* **Data listing**:

┌──

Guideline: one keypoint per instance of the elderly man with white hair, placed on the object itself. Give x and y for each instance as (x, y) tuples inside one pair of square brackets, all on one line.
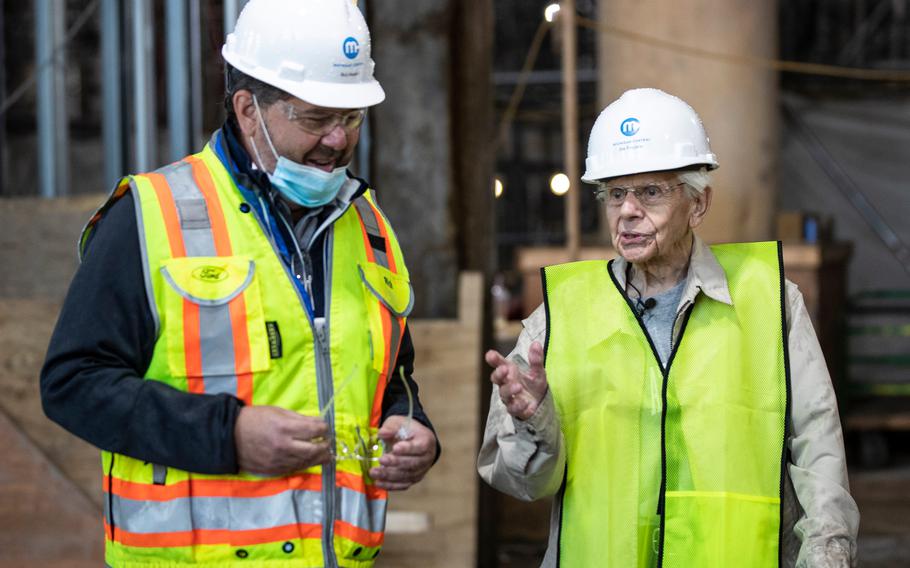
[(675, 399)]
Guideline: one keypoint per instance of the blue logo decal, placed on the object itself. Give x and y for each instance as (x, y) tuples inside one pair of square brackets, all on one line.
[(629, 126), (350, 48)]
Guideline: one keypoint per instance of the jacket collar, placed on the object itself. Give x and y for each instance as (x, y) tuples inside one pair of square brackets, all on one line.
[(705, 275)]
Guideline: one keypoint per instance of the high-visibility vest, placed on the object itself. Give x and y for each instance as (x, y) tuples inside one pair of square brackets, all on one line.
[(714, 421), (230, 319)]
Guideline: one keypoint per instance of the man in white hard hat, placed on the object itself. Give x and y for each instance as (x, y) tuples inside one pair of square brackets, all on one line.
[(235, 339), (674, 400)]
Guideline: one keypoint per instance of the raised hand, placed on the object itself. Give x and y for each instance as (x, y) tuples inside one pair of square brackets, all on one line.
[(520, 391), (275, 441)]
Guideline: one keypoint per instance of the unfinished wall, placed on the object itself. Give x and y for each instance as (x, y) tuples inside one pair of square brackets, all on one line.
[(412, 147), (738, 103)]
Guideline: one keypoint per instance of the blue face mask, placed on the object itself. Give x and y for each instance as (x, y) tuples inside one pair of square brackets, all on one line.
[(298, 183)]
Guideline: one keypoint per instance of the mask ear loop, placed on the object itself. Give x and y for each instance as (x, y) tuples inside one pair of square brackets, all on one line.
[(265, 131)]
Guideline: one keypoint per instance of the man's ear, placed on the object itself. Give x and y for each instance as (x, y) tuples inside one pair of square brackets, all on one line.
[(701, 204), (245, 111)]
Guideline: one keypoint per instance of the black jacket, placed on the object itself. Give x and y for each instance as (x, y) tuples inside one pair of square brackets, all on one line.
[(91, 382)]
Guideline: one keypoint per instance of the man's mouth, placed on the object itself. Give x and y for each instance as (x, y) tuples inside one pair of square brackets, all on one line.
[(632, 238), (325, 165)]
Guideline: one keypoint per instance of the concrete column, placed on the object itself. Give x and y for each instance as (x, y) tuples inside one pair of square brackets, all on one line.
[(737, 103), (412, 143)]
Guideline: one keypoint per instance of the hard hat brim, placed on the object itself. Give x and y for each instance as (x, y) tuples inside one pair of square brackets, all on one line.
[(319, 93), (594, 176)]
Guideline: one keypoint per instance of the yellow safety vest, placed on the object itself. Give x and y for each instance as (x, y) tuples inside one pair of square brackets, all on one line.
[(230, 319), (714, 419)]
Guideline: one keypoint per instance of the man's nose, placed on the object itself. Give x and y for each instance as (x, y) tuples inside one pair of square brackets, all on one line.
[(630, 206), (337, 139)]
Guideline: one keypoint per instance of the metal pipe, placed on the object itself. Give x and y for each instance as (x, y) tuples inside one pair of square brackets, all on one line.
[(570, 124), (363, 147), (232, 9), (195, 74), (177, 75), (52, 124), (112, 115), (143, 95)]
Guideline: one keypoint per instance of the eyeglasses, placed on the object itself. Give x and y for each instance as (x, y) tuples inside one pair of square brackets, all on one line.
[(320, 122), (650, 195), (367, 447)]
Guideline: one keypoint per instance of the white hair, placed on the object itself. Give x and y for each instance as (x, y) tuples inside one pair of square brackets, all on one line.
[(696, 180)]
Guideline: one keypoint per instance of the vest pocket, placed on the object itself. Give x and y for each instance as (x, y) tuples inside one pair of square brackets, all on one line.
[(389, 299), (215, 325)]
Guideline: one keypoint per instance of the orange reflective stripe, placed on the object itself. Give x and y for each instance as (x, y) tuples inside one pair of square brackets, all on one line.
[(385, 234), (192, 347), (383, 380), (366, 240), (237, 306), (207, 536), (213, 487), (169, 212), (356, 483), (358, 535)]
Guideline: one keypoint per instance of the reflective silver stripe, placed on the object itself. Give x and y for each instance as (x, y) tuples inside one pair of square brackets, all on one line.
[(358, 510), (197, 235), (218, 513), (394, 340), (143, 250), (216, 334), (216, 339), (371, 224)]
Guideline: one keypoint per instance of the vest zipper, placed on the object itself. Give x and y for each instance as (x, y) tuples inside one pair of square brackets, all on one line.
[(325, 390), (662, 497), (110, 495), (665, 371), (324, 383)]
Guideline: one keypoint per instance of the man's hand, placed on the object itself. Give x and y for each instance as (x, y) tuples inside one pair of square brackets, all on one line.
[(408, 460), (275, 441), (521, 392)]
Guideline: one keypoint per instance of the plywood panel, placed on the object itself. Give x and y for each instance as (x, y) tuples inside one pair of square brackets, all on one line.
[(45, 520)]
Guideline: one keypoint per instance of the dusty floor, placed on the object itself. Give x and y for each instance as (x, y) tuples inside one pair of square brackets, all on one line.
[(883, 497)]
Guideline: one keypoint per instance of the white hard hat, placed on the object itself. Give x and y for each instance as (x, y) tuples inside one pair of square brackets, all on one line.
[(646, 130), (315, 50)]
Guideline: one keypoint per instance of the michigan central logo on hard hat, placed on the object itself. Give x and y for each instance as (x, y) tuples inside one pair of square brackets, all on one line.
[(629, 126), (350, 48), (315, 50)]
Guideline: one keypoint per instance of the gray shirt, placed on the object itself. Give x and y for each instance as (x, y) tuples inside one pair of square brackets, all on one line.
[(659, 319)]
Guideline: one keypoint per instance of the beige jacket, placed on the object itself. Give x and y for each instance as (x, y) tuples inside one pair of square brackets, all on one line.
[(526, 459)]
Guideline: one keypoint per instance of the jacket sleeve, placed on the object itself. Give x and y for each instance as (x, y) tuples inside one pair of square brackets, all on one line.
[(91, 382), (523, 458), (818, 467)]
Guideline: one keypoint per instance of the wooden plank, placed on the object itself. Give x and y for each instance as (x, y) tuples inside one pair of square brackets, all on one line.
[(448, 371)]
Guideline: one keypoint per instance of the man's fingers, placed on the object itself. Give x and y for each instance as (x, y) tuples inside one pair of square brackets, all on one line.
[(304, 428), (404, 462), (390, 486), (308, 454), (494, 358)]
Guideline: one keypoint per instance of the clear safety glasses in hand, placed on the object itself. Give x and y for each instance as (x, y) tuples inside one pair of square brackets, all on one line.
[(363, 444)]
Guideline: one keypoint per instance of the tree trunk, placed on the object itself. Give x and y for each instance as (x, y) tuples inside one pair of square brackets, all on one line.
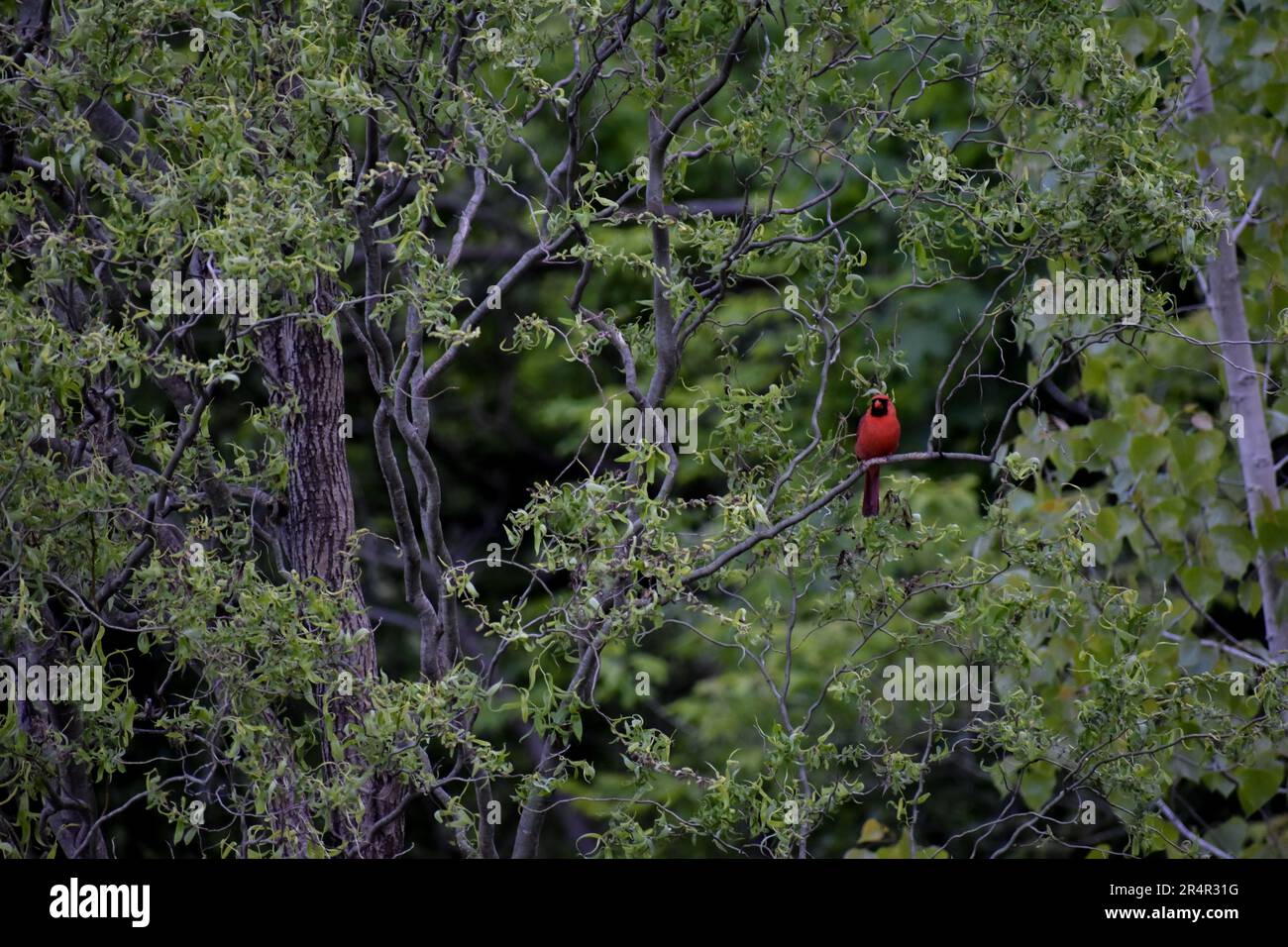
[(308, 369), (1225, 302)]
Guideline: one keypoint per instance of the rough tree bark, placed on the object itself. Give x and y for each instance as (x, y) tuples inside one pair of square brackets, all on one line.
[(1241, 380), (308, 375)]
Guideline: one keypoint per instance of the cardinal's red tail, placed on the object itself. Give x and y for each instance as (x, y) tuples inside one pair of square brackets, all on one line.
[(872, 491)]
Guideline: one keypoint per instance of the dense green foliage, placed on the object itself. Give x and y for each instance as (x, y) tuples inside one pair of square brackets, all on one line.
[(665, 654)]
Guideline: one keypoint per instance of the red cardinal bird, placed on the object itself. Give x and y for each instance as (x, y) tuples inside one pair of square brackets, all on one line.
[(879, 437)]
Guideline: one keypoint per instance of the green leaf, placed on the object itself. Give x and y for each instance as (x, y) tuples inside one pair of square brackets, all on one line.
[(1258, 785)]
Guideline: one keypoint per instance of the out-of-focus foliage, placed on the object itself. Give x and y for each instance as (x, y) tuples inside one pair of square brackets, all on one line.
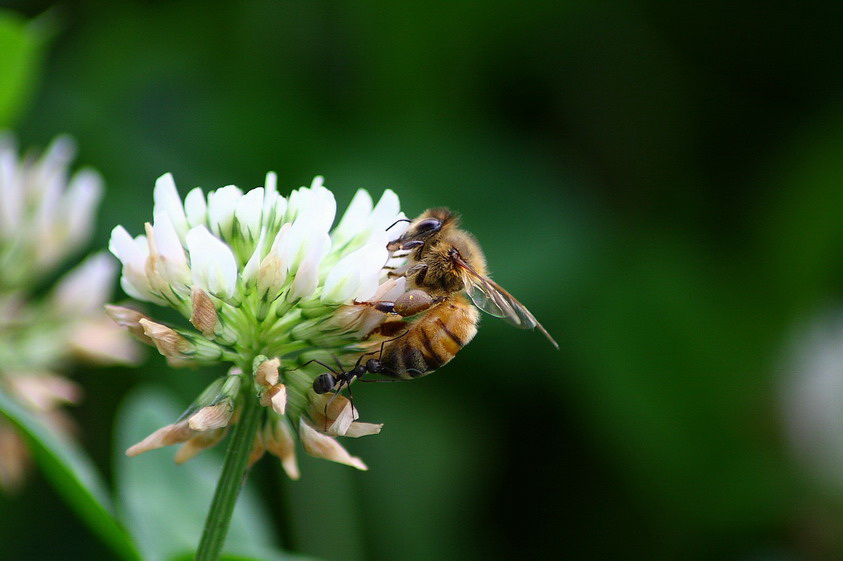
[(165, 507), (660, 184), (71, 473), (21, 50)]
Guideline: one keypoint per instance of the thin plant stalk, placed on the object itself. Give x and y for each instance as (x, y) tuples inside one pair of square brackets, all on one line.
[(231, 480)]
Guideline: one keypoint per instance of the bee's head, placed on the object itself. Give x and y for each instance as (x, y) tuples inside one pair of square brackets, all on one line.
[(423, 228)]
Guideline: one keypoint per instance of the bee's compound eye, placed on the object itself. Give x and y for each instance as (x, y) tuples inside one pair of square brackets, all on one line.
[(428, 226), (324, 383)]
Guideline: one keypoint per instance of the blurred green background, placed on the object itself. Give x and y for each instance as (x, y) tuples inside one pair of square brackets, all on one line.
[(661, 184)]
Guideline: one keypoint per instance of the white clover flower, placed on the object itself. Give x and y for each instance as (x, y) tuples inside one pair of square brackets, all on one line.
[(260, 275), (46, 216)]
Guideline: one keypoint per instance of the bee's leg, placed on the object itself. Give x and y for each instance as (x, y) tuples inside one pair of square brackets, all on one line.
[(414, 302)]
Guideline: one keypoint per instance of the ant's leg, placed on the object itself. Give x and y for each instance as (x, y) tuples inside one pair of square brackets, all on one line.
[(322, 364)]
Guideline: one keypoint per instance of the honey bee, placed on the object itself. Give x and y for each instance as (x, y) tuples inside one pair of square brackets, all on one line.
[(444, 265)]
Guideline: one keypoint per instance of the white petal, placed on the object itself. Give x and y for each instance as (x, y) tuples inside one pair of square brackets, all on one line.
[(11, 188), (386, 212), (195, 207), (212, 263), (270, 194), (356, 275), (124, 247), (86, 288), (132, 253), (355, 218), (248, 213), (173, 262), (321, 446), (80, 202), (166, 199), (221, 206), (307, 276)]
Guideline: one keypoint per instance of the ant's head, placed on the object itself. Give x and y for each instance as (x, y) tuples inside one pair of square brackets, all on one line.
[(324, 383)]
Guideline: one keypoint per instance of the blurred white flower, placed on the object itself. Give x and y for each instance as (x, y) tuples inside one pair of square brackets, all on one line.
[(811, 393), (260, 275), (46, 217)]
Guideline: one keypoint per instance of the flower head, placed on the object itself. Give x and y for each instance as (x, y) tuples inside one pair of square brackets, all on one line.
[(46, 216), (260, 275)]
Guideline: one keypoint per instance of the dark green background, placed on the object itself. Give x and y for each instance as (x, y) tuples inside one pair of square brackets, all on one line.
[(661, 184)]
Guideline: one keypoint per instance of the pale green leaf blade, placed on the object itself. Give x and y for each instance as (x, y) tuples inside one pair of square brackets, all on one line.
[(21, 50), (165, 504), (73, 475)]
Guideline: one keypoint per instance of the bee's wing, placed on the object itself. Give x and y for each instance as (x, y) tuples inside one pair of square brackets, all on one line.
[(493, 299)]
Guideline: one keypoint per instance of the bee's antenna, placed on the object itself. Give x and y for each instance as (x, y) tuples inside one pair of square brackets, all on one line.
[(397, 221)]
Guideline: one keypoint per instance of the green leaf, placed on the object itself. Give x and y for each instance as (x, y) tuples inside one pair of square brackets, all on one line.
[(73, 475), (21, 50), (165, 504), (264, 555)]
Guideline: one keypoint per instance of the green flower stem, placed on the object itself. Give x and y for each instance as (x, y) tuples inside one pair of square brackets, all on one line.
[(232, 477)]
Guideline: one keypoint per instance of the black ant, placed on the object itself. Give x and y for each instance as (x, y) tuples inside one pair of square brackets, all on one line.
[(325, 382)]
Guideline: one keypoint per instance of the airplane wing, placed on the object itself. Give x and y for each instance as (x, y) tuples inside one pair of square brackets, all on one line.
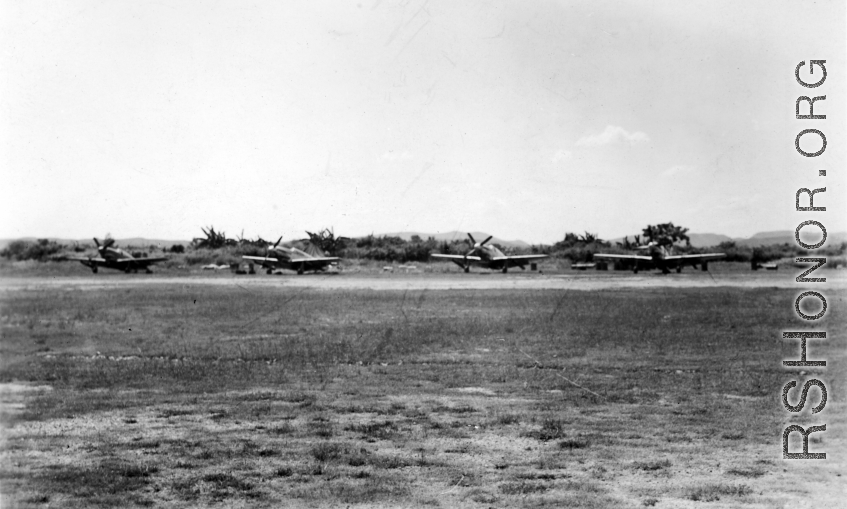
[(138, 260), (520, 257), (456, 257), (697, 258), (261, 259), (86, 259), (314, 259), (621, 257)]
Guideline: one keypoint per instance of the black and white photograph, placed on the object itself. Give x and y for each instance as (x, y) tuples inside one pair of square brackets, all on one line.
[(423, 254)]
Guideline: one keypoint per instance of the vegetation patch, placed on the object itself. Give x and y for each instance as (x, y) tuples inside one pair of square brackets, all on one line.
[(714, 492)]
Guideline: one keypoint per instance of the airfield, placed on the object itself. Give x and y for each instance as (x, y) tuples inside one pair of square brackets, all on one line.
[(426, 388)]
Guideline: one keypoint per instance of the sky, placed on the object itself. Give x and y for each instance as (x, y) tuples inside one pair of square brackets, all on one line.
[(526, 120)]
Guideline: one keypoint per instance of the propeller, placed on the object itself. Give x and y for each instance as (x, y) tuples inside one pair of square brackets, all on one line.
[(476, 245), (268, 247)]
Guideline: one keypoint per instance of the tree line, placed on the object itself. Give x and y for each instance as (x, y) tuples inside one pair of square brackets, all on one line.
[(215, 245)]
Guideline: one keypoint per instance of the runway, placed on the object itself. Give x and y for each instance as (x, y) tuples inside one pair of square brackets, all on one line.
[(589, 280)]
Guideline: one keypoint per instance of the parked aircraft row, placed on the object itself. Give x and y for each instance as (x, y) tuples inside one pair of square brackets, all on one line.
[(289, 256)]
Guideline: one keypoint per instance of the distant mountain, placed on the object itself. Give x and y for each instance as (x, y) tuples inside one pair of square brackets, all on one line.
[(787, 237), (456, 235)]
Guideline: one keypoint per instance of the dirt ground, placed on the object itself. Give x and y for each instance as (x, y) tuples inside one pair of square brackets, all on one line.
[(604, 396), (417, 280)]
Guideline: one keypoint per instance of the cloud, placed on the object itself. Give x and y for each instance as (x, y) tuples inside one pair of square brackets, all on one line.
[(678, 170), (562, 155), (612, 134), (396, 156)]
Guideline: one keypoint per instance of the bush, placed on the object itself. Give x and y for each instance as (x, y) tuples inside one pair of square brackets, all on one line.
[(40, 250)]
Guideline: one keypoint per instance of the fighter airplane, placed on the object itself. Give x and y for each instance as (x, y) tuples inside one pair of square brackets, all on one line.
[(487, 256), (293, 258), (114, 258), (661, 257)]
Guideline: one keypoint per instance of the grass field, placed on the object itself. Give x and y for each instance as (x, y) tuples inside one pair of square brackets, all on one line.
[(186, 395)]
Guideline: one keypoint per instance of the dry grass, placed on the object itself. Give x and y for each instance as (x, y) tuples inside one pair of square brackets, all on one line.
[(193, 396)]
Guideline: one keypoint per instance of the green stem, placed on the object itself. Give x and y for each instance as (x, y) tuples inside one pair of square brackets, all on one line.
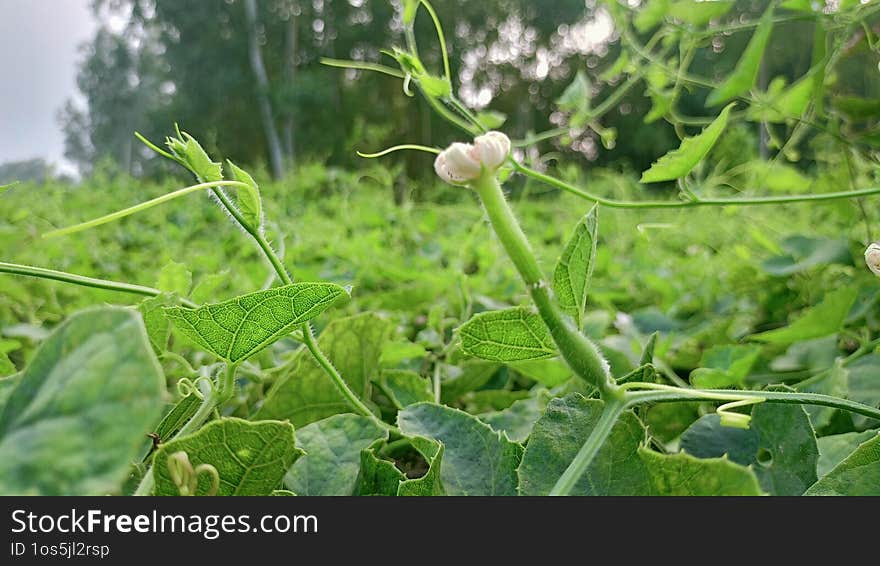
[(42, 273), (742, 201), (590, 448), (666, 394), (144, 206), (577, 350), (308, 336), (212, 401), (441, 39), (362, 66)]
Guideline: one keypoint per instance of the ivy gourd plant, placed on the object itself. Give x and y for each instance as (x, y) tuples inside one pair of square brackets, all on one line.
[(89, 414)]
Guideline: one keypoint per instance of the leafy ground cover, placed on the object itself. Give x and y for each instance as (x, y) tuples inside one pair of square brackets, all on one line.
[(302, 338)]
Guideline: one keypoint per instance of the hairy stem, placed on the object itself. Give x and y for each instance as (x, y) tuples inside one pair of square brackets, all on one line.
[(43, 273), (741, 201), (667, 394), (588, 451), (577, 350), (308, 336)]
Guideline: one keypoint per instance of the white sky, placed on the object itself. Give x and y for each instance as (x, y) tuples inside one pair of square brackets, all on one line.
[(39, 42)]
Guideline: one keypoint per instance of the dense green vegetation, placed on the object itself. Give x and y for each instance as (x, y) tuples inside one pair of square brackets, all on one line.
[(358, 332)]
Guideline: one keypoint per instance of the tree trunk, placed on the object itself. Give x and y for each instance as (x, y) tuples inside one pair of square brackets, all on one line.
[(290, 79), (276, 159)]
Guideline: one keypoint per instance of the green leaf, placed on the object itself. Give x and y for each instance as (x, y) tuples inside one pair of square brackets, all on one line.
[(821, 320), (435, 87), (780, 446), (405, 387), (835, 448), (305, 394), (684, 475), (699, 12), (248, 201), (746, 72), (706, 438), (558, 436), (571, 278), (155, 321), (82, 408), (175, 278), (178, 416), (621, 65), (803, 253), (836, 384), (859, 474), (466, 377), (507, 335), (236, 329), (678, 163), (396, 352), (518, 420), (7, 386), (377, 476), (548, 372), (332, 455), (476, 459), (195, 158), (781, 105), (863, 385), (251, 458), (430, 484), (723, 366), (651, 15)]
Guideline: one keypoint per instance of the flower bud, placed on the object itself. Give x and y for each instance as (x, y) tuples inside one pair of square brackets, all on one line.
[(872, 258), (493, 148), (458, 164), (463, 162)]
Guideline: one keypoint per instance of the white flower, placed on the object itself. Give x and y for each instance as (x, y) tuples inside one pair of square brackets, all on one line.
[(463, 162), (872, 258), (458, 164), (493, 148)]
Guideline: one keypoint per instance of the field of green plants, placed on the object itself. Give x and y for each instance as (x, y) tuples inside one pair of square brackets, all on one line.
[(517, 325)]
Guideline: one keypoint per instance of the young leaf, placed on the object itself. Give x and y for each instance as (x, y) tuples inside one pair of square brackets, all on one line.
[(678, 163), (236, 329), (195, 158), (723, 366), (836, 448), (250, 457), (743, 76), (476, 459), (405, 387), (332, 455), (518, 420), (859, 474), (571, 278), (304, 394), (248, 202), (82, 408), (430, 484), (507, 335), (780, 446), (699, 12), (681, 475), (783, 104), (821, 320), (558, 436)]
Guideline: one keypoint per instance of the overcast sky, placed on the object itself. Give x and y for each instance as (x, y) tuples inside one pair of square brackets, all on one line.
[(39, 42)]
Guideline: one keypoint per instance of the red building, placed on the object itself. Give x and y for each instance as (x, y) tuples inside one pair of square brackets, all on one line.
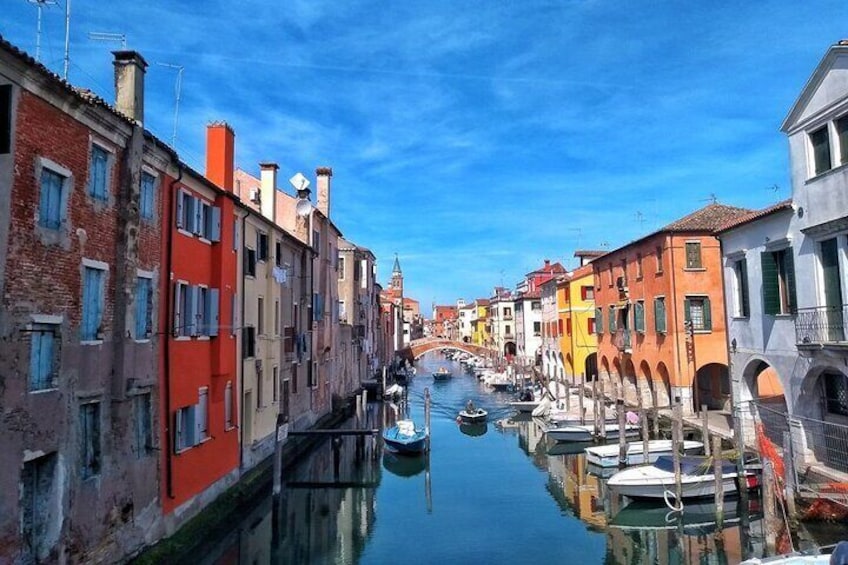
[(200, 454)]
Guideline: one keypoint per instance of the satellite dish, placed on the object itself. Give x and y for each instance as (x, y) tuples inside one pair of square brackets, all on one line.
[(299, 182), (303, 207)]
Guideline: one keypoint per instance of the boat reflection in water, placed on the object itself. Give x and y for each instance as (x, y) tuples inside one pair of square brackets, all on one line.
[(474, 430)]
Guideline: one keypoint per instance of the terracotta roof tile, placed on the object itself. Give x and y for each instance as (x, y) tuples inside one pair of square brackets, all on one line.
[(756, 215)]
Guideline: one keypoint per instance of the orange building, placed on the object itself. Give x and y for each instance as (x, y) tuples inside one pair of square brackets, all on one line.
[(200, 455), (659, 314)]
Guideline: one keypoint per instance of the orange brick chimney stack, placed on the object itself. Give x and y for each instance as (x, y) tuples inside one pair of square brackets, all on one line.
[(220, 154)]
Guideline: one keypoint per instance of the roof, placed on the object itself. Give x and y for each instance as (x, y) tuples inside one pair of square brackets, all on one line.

└──

* **Task directions**:
Please output the lines from the line that contains "Guideline: one keypoint per instance of the runway, placed" through the line that contains "[(289, 256)]", exactly as they appear in the items above.

* **The answer**:
Guideline: one keypoint per instance of the runway, placed on the object itself. Give x and y for each instance as (x, y) tuples inside one pair of square brackets, all on one line.
[(589, 280)]
Guideline: one keypoint per instance of the parked aircraft row, placed on the object itself. Give x and y for each instance as (x, y) tuples inside one pair of square brackets, all on one line.
[(289, 256)]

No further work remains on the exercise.